- Consegna: Sostituisci "house entrance" con "front door" nelle righe dei record, a partire da quella che contiene "Annotate every instance of the house" e proseguendo fino alla fine dei record. Riporta soltanto queste righe, senza cambiare nient'altro.

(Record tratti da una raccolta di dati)
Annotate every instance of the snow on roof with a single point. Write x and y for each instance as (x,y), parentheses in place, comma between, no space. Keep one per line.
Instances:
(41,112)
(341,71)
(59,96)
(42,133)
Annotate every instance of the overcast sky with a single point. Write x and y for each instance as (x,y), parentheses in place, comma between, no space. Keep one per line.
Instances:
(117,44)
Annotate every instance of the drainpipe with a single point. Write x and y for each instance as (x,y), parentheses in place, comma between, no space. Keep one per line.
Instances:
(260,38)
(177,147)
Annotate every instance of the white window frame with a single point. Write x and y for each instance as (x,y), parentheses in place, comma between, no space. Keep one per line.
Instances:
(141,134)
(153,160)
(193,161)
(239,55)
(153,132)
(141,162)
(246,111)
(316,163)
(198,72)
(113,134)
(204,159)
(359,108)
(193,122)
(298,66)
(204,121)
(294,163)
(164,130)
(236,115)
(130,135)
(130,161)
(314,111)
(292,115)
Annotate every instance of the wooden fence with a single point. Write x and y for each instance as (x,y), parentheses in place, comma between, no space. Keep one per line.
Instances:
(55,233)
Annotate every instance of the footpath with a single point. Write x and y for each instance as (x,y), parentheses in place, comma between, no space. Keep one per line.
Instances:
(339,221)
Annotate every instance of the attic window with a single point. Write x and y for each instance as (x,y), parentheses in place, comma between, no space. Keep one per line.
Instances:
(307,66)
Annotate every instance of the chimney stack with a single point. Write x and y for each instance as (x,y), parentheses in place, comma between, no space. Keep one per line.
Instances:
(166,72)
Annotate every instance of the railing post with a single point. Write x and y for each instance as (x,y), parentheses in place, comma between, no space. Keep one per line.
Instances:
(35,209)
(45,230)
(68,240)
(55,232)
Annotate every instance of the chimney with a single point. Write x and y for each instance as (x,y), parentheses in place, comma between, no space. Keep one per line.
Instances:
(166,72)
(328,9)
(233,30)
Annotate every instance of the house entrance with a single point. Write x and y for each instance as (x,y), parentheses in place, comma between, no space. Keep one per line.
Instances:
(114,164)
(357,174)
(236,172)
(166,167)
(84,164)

- Risposta corretta:
Annotate every instance of the front door with a single point. Write x and y for each instance as (x,y), parentheses in place, comma between, no space. Keep one per line.
Instances:
(114,164)
(357,174)
(236,172)
(166,167)
(84,164)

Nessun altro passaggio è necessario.